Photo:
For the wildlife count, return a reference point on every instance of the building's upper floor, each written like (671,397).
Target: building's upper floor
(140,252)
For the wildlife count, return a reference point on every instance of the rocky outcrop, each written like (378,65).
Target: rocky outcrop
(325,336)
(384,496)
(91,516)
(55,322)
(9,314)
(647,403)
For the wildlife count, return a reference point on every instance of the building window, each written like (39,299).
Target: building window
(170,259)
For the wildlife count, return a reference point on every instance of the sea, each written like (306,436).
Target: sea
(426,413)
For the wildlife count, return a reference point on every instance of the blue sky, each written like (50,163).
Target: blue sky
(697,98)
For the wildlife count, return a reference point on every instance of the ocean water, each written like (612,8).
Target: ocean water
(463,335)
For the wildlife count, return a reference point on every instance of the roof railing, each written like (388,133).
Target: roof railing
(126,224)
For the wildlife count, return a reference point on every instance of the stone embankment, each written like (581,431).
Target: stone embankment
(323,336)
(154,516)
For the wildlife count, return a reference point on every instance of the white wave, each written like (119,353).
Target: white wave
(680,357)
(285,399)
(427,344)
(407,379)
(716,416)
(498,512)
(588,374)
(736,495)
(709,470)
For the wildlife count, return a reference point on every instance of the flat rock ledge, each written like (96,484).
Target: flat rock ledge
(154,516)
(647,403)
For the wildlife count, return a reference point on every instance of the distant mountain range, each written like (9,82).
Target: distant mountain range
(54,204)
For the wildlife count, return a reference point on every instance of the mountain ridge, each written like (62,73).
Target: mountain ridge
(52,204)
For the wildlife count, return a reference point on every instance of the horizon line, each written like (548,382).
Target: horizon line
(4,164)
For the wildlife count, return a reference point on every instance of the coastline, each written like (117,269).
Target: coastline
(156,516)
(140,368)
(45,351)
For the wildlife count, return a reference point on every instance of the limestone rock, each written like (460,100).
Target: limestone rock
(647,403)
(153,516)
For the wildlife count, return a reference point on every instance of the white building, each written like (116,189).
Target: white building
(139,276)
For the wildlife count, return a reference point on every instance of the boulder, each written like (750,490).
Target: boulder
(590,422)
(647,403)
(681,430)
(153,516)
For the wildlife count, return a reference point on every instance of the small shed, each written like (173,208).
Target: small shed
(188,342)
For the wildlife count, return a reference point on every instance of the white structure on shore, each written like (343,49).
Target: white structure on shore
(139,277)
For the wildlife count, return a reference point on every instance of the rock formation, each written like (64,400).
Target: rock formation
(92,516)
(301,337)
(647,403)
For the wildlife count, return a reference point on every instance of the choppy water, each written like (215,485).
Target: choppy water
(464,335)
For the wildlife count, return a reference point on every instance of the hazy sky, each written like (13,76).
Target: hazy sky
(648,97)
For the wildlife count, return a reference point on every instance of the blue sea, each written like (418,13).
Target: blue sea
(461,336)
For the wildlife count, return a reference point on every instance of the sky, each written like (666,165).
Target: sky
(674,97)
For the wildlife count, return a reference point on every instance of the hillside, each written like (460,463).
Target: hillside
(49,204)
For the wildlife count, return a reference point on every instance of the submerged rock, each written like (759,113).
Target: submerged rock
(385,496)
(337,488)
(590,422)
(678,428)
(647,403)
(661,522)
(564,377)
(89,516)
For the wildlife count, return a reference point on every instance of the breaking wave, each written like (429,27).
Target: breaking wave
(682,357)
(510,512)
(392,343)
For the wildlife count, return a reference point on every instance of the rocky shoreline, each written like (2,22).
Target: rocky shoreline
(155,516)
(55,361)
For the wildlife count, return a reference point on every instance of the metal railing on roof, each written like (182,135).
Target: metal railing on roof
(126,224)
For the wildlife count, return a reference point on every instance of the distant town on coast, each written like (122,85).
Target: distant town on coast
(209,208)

...

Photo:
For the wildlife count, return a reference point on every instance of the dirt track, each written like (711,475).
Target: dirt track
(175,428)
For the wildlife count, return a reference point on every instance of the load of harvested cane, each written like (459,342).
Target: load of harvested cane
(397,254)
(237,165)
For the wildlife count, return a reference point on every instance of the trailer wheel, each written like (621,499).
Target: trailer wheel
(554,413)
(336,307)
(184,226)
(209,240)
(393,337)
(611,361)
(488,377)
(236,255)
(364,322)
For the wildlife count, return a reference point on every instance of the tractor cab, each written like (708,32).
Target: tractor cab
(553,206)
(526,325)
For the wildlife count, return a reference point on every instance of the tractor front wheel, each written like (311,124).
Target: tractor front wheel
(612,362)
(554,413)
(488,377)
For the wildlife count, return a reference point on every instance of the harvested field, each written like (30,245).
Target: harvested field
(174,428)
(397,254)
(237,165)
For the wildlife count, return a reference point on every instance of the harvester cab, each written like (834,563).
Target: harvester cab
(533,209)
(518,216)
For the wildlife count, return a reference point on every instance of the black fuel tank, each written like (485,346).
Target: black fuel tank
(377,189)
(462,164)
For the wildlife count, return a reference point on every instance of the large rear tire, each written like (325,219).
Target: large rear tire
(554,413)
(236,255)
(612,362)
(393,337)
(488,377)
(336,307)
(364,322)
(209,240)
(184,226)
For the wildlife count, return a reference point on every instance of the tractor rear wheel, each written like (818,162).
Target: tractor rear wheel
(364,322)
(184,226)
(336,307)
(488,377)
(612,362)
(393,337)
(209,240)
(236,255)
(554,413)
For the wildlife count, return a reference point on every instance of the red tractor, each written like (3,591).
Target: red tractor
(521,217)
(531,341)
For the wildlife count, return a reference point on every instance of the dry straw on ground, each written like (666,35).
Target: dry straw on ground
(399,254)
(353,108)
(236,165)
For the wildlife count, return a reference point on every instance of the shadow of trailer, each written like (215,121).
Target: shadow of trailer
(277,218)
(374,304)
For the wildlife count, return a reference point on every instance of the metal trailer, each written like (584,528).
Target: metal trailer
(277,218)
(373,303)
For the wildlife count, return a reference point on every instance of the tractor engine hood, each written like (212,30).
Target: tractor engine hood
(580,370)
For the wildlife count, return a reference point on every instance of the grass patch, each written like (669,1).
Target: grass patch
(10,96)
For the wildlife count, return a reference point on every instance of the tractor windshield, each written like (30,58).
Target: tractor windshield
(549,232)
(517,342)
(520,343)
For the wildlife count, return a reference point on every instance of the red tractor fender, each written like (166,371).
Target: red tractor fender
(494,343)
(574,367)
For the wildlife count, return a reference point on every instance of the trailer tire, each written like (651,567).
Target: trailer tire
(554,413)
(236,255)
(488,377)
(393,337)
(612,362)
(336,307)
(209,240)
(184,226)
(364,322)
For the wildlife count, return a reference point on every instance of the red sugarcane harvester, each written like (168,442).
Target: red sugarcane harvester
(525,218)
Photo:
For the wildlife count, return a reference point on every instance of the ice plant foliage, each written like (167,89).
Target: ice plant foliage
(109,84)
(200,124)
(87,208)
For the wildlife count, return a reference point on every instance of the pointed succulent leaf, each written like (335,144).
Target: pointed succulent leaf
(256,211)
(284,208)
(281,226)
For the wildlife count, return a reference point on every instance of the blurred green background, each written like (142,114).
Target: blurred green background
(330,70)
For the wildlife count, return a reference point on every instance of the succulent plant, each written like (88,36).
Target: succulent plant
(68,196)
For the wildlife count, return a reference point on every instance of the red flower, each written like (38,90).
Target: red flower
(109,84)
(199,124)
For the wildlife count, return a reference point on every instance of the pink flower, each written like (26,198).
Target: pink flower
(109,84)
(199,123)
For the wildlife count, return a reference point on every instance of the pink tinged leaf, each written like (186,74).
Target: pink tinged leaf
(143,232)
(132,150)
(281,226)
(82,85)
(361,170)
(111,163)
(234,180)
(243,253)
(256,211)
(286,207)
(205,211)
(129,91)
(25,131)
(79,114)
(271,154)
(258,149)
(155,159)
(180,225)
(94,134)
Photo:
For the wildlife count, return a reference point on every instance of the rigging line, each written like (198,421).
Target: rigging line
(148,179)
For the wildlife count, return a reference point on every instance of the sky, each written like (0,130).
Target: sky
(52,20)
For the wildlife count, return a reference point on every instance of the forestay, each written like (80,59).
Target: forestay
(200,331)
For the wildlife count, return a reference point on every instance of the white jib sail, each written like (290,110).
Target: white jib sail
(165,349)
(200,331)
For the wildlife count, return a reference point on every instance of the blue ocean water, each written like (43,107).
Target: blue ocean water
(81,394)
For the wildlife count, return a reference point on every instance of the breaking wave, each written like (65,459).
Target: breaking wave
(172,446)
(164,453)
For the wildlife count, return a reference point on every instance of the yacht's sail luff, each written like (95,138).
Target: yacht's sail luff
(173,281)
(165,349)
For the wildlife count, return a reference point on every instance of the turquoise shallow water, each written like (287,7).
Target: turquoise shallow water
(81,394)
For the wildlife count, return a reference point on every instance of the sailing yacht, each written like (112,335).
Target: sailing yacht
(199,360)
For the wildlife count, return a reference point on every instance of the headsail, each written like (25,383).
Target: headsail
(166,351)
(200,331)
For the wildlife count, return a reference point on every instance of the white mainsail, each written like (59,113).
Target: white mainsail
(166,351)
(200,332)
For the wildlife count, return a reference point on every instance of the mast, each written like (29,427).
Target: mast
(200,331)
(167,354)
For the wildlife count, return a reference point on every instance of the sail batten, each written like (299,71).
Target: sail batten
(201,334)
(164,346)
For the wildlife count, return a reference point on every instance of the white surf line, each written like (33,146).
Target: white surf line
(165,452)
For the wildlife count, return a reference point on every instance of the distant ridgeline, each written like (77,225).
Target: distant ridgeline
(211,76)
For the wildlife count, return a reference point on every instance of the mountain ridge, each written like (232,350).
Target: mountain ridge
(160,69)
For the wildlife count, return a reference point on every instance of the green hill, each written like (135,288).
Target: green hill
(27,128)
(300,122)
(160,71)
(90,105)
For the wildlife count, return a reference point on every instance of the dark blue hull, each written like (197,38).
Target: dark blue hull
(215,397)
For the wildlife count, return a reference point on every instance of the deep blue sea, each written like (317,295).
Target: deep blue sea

* * *

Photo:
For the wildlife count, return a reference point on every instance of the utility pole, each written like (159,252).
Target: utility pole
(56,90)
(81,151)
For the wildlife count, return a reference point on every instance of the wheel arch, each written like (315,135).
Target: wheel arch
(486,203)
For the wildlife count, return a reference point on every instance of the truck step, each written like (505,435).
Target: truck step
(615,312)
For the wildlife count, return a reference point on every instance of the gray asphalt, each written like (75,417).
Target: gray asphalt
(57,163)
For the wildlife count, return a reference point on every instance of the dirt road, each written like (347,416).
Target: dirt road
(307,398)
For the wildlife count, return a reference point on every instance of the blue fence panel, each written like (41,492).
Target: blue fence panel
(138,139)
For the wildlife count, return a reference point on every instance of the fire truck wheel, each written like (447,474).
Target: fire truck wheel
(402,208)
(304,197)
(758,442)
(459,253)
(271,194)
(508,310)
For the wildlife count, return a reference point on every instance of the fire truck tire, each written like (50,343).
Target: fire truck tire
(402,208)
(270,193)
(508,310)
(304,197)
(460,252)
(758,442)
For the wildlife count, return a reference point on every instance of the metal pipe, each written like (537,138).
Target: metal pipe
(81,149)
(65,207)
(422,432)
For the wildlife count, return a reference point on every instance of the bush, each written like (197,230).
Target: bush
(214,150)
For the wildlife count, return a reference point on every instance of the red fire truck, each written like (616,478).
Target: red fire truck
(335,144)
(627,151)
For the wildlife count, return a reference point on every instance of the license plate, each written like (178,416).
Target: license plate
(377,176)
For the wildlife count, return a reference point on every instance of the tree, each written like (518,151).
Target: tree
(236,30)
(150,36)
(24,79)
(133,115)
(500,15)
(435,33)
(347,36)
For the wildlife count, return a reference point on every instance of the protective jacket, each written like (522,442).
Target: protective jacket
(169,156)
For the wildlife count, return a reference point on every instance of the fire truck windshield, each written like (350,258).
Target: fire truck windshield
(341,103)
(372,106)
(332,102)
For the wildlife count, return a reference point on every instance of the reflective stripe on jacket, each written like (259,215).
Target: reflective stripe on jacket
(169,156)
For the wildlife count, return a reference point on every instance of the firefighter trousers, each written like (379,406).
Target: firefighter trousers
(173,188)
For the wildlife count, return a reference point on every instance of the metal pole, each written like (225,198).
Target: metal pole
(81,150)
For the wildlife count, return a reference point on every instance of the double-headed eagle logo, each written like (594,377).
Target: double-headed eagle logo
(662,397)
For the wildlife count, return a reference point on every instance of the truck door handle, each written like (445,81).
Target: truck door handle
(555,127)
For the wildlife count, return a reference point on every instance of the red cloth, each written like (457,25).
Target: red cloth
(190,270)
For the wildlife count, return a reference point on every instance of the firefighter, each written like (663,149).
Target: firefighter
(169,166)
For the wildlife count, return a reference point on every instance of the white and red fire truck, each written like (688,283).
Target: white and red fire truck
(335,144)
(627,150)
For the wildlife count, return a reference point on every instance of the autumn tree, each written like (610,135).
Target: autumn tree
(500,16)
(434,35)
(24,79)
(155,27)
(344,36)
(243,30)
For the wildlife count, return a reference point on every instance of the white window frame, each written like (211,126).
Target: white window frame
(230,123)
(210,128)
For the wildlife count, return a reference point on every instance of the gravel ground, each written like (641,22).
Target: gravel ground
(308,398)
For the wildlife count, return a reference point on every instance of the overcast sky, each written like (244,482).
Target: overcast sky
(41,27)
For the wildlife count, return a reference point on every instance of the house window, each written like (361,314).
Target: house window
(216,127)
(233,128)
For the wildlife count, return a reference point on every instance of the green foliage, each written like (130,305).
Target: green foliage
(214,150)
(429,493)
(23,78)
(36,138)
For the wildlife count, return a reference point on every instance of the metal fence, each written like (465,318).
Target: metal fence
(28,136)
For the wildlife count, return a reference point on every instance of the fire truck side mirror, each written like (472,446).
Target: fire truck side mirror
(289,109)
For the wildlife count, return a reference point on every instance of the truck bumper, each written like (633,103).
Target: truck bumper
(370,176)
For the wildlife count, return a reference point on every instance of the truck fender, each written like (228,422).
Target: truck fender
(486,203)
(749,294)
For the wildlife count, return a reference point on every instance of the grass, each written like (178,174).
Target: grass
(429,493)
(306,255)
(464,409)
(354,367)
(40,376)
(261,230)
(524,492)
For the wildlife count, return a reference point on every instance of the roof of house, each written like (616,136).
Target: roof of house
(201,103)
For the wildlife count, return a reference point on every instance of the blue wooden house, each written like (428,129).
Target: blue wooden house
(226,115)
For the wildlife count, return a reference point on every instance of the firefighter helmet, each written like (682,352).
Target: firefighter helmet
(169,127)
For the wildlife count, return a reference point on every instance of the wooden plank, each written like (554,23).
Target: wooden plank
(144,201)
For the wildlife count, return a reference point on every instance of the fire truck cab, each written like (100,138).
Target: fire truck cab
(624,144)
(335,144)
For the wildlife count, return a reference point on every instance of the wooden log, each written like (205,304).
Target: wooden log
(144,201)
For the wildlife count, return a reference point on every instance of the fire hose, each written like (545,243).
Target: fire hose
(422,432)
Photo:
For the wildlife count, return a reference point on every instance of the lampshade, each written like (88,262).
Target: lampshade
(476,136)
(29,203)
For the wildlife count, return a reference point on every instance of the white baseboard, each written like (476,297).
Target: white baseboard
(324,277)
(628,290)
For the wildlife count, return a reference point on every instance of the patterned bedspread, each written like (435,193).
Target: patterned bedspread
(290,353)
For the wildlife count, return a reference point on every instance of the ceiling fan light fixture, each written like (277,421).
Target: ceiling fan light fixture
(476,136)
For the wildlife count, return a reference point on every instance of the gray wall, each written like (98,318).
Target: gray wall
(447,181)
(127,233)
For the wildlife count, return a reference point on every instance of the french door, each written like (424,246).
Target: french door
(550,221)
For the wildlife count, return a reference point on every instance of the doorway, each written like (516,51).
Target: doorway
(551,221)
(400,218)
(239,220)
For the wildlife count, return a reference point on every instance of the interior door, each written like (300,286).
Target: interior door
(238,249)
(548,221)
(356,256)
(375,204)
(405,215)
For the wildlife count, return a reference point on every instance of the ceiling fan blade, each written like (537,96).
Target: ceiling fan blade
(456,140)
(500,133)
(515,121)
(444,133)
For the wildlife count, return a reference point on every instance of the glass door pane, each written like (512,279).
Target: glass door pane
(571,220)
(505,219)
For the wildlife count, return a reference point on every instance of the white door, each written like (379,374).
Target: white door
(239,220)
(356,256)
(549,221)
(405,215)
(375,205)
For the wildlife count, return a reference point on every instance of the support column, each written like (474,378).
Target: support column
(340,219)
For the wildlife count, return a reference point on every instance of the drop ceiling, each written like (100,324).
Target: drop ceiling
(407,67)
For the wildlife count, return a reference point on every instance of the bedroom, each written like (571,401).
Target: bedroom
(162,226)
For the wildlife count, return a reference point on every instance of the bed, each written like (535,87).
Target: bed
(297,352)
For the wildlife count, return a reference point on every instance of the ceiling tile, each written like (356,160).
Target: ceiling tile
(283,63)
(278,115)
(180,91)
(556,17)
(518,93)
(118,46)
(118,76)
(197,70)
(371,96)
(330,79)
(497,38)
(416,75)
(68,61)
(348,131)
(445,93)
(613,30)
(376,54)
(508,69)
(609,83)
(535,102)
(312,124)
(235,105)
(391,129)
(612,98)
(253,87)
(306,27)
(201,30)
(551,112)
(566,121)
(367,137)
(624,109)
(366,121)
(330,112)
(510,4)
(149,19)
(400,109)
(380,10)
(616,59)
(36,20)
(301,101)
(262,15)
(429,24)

- TASK
Among the entries above, the line containing "written like (95,138).", the line containing "written like (317,295).", and all lines between them are to be restated word for word; nothing else belongs in the reply.

- SOLUTION FOR THIS EXERCISE
For the wildlife count, return a reference point on every instance of the yacht's sail luff, each written like (95,138).
Target: yacht's sail luff
(173,281)
(165,349)
For the wildlife count, return a reference point on every instance of the turquoise shallow water, each written like (287,7).
Target: turquoise shallow water
(81,394)
For the wildlife count, return a reference point on every instance of the sailing yacht, each written like (112,335).
Target: sailing yacht
(199,360)
For the wildlife count, return a reference point on every instance of the headsail, each written like (25,383).
Target: headsail
(166,351)
(200,331)
For the wildlife count, return a reference point on every instance of the white mainsail, each written like (59,113).
Target: white mainsail
(166,351)
(200,332)
For the wildlife count, return a reference point on every instance of the mast, each written like (29,427).
Target: mast
(200,331)
(167,354)
For the wildlife count, return a reference point on every instance of the sail batten, each written like (299,71).
Target: sail batten
(201,334)
(164,346)
For the wildlife count, return a reference point on every instance of the white surf line, each written like (33,146).
Target: white surf line
(165,452)
For the wildlife count, return a reference point on every instance of the distant ridgeline, each written like (77,225).
Target: distant ridgeline
(211,76)
For the wildlife count, return a reference point on every instance of the mountain ridge, each written like (232,350).
Target: mountain ridge
(160,69)
For the wildlife count, return a reference point on every instance of the green hill, each written like (135,288).
Target: green hill
(27,128)
(300,122)
(160,71)
(90,105)
For the wildlife count, return a reference point on every instance of the dark blue hull, each written like (197,38).
Target: dark blue hull
(215,397)
For the wildlife count, return a reference point on every instance of the deep blue sea, each written like (317,295).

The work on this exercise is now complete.